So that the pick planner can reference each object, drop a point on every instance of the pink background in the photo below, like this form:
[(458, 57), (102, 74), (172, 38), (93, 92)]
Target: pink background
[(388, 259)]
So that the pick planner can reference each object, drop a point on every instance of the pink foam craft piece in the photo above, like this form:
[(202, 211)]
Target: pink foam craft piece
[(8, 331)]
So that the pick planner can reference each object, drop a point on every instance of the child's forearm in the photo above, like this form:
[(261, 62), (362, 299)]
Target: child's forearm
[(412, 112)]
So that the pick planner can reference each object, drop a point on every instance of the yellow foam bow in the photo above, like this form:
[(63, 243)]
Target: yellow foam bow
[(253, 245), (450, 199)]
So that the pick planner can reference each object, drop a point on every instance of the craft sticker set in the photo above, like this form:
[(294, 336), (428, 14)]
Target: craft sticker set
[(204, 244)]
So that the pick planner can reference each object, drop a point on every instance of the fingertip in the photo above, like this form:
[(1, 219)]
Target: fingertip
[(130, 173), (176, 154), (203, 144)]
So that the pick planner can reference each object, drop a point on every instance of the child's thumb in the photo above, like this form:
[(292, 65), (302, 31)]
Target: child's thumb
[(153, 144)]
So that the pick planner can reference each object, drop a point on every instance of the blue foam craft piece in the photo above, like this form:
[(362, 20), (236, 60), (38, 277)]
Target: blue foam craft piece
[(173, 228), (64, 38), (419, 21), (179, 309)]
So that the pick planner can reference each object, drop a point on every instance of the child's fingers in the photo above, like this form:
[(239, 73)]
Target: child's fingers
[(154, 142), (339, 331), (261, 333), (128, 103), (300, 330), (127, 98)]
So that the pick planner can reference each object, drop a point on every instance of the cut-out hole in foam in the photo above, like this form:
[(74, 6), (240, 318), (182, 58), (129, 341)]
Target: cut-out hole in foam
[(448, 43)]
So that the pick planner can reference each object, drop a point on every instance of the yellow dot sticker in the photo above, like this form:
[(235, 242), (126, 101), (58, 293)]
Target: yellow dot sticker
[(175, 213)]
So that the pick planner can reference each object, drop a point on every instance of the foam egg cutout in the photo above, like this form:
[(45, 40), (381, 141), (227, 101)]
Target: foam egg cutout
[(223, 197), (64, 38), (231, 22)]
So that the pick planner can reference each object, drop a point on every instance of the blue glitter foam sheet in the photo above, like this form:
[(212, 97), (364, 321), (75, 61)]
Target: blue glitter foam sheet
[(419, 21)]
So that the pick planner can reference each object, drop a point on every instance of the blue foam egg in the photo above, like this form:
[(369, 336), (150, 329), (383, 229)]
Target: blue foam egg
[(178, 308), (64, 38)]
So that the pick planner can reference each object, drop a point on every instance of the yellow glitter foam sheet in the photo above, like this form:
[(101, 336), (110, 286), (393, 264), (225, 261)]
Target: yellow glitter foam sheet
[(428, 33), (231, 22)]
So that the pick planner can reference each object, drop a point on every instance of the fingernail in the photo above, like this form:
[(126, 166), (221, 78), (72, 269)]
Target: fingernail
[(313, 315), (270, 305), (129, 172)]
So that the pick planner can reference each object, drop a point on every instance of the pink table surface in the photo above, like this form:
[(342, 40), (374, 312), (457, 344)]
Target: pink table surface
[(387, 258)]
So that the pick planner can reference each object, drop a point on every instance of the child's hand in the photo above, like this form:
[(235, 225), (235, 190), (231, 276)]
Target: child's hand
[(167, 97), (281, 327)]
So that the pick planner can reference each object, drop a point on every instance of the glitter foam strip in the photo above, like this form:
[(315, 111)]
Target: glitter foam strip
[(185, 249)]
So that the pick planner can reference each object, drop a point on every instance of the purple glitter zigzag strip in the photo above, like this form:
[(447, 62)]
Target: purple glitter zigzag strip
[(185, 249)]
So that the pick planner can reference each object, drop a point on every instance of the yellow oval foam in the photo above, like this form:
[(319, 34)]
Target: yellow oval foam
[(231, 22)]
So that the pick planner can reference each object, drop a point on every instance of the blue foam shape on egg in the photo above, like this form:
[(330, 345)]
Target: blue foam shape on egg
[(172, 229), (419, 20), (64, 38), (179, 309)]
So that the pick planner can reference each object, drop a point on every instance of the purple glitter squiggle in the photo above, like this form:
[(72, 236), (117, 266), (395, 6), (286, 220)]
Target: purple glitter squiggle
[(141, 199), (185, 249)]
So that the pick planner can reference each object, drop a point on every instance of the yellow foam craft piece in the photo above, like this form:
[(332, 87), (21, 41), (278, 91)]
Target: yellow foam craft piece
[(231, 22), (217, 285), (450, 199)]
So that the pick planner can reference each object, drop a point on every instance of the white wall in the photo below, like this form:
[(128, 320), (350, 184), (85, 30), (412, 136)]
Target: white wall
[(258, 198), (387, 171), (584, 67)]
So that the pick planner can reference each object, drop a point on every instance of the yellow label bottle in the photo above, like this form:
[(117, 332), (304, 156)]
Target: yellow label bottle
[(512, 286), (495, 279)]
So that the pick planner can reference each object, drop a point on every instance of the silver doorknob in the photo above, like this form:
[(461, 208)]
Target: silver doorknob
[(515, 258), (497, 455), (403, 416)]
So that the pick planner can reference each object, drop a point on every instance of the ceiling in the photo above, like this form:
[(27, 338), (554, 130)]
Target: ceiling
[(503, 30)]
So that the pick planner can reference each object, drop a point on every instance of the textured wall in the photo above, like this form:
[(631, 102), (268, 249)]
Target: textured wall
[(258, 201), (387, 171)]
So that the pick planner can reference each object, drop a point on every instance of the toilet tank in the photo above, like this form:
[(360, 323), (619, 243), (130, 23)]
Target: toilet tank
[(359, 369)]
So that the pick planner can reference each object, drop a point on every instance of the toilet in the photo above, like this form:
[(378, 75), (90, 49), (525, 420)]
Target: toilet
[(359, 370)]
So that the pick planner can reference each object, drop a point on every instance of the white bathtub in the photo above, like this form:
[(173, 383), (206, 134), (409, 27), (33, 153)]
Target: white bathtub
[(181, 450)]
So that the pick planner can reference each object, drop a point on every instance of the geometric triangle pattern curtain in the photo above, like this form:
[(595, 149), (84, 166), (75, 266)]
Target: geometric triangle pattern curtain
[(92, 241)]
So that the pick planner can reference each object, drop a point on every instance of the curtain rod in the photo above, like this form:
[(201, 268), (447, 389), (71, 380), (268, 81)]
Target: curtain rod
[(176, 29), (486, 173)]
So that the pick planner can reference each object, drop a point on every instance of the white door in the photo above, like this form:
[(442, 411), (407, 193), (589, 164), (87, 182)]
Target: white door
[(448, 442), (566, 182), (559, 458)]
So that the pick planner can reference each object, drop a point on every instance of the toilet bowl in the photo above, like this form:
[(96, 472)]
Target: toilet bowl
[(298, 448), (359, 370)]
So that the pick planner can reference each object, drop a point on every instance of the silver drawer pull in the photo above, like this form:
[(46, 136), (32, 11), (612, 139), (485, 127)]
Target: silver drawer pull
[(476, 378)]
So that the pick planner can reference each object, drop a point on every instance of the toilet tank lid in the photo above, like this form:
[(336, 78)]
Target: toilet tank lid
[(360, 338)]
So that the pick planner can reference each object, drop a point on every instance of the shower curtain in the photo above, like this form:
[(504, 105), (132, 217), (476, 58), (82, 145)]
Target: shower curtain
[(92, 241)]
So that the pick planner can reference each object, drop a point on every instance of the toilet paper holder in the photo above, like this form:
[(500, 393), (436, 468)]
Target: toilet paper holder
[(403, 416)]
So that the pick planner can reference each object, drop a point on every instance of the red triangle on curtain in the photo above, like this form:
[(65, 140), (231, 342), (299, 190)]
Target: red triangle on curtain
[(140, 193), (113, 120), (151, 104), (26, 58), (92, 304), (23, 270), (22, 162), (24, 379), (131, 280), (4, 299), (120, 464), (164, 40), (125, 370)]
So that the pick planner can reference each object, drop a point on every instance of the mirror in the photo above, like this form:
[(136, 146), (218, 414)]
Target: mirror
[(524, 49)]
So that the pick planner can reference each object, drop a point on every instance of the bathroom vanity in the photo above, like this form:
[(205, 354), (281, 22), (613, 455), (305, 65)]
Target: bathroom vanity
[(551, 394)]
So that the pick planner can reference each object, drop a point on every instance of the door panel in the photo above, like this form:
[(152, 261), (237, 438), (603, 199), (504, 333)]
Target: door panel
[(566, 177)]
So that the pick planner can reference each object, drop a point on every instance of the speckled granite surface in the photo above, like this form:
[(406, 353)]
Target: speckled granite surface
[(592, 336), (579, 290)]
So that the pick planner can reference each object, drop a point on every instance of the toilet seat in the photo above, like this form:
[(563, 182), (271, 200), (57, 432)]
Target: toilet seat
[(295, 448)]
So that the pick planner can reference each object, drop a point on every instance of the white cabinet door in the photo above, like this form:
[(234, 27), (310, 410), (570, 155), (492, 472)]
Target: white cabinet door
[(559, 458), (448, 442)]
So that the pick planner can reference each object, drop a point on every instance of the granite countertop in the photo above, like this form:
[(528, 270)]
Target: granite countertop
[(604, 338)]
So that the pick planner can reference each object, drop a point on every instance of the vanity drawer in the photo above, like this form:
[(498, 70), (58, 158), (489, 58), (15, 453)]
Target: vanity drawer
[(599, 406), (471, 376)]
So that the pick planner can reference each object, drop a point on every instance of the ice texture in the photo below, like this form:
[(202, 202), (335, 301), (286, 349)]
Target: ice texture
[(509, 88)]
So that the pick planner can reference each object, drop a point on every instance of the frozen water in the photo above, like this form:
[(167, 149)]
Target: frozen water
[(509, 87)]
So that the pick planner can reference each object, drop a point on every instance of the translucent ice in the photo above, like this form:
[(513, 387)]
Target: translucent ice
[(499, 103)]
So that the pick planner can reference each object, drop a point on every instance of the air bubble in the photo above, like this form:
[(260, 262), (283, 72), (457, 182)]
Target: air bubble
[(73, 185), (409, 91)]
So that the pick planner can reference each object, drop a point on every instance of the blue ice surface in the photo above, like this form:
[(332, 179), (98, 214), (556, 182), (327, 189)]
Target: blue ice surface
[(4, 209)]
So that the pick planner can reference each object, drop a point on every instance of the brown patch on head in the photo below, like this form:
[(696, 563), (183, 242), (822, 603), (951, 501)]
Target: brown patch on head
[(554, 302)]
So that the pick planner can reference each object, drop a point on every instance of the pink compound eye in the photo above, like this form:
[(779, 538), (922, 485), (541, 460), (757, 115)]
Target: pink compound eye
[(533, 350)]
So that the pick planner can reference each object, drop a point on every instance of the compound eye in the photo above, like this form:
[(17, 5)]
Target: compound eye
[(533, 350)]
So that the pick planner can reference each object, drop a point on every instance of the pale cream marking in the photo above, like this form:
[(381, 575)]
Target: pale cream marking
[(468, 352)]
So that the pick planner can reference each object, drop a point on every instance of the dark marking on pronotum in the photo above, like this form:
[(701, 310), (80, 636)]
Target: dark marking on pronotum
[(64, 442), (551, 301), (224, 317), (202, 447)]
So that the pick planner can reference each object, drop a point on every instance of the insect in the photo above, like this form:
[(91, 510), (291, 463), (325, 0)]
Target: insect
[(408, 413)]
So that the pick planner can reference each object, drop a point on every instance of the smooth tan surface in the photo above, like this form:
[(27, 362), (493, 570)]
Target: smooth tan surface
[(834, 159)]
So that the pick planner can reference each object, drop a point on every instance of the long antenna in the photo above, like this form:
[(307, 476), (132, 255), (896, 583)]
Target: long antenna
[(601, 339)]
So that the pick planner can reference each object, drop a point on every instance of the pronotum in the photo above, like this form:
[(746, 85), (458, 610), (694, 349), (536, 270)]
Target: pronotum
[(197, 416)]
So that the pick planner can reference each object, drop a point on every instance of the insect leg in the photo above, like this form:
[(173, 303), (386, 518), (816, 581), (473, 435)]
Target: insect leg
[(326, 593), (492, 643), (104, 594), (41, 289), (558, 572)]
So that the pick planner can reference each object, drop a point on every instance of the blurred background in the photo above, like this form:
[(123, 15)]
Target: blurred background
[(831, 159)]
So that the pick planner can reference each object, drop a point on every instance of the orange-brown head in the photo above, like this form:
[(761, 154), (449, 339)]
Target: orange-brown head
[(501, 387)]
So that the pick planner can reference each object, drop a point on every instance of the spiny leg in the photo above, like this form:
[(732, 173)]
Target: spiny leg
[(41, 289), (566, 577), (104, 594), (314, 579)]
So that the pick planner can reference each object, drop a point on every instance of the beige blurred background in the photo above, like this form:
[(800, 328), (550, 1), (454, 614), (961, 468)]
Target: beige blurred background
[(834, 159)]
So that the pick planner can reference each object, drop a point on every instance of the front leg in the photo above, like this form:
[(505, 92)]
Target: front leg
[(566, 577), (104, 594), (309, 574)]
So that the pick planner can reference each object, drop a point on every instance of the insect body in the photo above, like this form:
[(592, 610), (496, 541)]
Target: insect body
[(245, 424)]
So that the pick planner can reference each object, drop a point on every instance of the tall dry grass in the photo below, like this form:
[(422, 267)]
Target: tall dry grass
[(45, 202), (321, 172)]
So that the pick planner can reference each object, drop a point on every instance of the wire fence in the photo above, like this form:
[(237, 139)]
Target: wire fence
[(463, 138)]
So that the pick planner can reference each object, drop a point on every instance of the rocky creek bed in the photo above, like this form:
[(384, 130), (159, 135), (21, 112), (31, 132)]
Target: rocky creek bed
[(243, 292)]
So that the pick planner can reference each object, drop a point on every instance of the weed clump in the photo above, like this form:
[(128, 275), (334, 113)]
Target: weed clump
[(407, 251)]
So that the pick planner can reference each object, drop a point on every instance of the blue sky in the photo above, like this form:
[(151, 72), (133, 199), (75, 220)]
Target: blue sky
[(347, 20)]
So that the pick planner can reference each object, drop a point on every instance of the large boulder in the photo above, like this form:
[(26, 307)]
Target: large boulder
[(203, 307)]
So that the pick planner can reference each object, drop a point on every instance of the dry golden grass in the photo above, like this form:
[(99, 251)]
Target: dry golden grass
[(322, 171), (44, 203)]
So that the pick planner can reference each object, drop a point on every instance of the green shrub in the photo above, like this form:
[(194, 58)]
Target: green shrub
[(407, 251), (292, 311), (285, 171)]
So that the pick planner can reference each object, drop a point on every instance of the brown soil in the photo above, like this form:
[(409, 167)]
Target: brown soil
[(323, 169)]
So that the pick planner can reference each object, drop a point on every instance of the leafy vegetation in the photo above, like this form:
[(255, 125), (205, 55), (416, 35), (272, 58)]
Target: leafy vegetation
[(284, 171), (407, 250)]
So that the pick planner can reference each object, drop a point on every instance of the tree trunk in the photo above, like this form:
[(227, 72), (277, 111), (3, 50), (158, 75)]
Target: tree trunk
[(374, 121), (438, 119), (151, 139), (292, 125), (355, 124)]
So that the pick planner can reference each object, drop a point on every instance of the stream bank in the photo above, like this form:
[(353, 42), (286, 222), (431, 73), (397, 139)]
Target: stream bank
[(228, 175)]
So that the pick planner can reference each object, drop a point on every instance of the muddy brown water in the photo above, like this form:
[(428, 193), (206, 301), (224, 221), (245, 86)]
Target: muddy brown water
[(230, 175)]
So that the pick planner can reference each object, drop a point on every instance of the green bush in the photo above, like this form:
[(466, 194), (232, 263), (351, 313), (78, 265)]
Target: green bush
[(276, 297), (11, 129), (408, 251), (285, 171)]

- _AIM OF THE TASK_
Please rewrite everything in the material from the line containing "of the dark" down to the line containing "[(408, 413)]", replacing "pick planner" with "grasp planner" and leaving all else unchanged. Return only those lines.

- _CORRECT OUTPUT_
So that the grasp planner can reference each object, drop a point on every instance of the dark marking on pronotum in the photo above, like this form:
[(701, 310), (80, 636)]
Target: dark marking on pronotum
[(64, 442), (551, 301), (224, 317), (202, 447)]
So that the grasp planner can reference each object, drop a point on every instance of the insect in the photo above, like this form:
[(91, 510), (291, 463), (325, 0)]
Target: insect
[(408, 413)]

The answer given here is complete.